**Yapılacaklar:**
1 - Klasik otomobillerle ilgili metne göre 1950'li yıllarda bütün dünyanın meşgul olduğu şeyleri sırala.
2 - Klasik otomobillerle ilgili metinde "Evet 29 Ekim" sözleriyle açılıp "klasik olabilir sizce?" ile kapanan bölümü, "keyifli" yerine "eğlenceli" koyarak yeniden yaz.

Evet 29 Ekim rallisine pek çok kez katıldım ama son zamanlarda Klakson'un işlerine o kadar çok daldım ki, biraz savsakladım. Ama bu yıl kine katılacağım. Klasik otomobil rallileri, hız rallileri değil. Sabit hız testlerinin uygulandığı, yani bir noktadan diğerine sabit hızla gidip gidemediğinizi ölçen bir sistemi var. Bir de tabii ki zaman kontrolleri var. Bunların sonucunda puanlar alıyorsunuz, en iyi puanı alan ekip genel klasman birincisi oluyor. Bu ralli çok keyifli ve şenlikli geçiyor. Klasik otomobillerin geçişini izlemek gerçekten bir şölen gibi oluyor.
Bugünkü otomobiller arasında hangileri ileride klasik olabilir sizce?
Bugün üreten otomobillerin çoğunluğu ileride klasik olamaz. Aslında klasik tanımı herkese göre farklıdır; ama Dünya Antika Otomobil Federasyonu'nun (FİVA) tanımına baktığınız zaman, 30 yaşını aşmış her otomobil klasiktir. Ama buradaki otomobillerin hepsinin yaşandıkları döneme ait ruhları ve estetikleri var. Üretildikleri dönemi yansıtıyorlar. 1950’li yıllara baktığımızda o dönemde bütün dünya uzayla, roketlerle, uçaklarla meşgul. Bu nedenle o dönemdeki otomobillerin armaları uçak şeklinde, ön grilleri ise füze şeklinde. Şimdi bana söyleyin, nedir 2000’li yılların ruhu? Sürat mı acelecilik mi? Veya sokağa çıktığınızda dikkat edin, hangi otomobil sizde bakma hissi uyandırıyor? Onu da geçtim, bir otomobil almak isteseniz ne renk alacaksınız? Hep aynı... O dönemin otomobilleri sanat eseri gibiydi. Bu nedenle bugünkülerin hiçbiri klasik olamaz. Tabii birkaçı haricinde. Ferrari’nin elle üretim yaptığı birkaç otomobili var; Ferrari zaten klasik doğar, onlar ileride mutlaka klasik olacaktır. Birkaç Bentley, birkaç Roys Rocye belki... Ama standart herkesin kullanabildiği otomobiller ileride klasik olamaz.

**Kayıtlar:**
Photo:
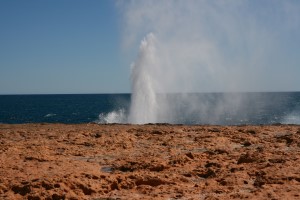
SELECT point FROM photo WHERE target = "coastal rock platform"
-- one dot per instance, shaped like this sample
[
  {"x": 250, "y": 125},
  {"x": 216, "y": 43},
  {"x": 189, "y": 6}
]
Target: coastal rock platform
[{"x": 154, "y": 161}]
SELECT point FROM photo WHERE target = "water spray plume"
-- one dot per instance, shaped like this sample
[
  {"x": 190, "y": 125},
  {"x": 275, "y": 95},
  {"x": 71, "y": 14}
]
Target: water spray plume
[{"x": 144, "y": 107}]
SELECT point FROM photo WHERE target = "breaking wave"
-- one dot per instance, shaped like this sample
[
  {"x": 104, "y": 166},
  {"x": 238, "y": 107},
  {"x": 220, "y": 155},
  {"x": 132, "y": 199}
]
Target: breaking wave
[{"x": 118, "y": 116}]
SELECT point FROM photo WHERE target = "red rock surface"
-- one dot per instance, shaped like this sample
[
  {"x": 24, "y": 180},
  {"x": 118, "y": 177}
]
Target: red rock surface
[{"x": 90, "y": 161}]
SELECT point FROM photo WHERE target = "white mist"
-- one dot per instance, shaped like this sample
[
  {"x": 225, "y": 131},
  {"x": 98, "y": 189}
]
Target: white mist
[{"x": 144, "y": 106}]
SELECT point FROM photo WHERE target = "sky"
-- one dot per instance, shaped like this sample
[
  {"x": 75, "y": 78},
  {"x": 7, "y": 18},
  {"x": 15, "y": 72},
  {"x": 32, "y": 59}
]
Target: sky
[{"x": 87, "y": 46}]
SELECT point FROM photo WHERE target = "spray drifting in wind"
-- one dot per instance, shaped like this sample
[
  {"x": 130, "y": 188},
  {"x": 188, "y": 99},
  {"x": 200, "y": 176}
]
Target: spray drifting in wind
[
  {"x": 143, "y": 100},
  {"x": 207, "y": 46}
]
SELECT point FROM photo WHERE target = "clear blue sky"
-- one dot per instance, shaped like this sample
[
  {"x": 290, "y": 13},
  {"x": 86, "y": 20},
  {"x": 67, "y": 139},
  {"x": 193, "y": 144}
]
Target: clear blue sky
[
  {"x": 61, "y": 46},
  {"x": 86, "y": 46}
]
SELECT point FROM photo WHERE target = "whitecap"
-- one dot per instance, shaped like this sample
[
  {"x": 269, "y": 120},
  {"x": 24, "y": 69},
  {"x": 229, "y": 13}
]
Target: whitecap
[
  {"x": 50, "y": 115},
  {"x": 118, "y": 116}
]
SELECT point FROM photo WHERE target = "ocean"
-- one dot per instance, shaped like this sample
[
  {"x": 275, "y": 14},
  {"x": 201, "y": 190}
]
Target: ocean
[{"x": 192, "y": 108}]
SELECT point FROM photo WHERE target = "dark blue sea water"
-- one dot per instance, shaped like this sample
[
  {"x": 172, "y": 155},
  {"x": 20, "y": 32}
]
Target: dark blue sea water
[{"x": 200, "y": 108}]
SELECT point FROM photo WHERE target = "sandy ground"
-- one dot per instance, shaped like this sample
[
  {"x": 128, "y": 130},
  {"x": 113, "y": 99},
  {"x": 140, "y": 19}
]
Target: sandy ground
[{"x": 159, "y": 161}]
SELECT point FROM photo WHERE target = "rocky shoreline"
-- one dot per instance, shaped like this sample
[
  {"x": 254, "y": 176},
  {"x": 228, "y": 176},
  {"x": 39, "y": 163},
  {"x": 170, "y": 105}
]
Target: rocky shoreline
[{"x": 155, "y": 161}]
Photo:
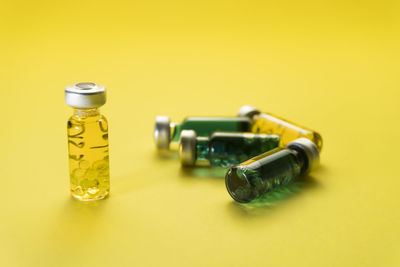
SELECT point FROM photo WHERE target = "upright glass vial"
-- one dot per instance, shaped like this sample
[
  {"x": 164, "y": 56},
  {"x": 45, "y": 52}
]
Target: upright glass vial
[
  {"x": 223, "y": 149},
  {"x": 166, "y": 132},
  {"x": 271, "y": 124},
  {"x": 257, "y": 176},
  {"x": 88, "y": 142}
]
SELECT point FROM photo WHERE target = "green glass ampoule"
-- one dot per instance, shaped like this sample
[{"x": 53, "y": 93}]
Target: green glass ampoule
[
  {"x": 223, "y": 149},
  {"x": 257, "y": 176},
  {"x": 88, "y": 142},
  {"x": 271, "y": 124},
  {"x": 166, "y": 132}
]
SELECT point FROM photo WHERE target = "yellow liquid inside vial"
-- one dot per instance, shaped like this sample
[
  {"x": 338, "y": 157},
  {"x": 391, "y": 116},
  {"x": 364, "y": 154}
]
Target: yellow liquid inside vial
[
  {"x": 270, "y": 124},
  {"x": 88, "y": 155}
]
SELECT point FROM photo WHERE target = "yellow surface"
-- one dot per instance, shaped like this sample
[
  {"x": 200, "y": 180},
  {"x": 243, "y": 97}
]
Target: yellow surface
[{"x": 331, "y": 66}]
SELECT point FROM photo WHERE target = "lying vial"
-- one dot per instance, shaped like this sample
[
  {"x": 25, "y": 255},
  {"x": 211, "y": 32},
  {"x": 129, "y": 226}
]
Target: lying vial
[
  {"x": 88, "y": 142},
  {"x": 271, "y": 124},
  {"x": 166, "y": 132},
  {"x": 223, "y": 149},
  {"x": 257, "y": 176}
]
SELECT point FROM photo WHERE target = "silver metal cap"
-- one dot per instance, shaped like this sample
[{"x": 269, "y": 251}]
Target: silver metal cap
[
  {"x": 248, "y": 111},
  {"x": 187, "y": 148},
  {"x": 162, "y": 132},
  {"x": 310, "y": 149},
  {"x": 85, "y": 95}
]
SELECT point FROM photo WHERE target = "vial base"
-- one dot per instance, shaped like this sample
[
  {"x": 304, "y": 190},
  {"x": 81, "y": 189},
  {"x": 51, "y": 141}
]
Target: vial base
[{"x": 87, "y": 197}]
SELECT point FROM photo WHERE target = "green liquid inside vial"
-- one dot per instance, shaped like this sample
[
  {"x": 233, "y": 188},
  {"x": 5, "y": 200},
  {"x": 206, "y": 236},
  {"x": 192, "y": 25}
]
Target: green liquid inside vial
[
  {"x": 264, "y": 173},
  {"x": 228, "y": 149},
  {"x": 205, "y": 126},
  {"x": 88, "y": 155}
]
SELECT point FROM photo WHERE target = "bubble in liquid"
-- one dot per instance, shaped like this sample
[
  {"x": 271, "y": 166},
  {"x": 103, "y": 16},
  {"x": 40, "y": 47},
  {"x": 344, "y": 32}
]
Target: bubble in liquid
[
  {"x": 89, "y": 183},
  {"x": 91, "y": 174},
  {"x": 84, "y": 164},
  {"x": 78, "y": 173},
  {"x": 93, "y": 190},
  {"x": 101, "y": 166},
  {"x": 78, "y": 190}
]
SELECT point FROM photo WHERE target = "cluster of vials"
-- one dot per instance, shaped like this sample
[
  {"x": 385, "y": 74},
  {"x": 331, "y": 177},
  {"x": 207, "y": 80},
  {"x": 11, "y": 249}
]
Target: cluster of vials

**Sırayla Cevaplar:**
1 - uzay, roketler, uçaklar

2 -
Evet 29 Ekim rallisine pek çok kez katıldım ama son zamanlarda Klakson'un işlerine o kadar çok daldım ki, biraz savsakladım. Ama bu yıl kine katılacağım. Klasik otomobil rallileri, hız rallileri değil. Sabit hız testlerinin uygulandığı, yani bir noktadan diğerine sabit hızla gidip gidemediğinizi ölçen bir sistemi var. Bir de tabii ki zaman kontrolleri var. Bunların sonucunda puanlar alıyorsunuz, en iyi puanı alan ekip genel klasman birincisi oluyor. Bu ralli çok eğlenceli ve şenlikli geçiyor. Klasik otomobillerin geçişini izlemek gerçekten bir şölen gibi oluyor.
Bugünkü otomobiller arasında hangileri ileride klasik olabilir sizce?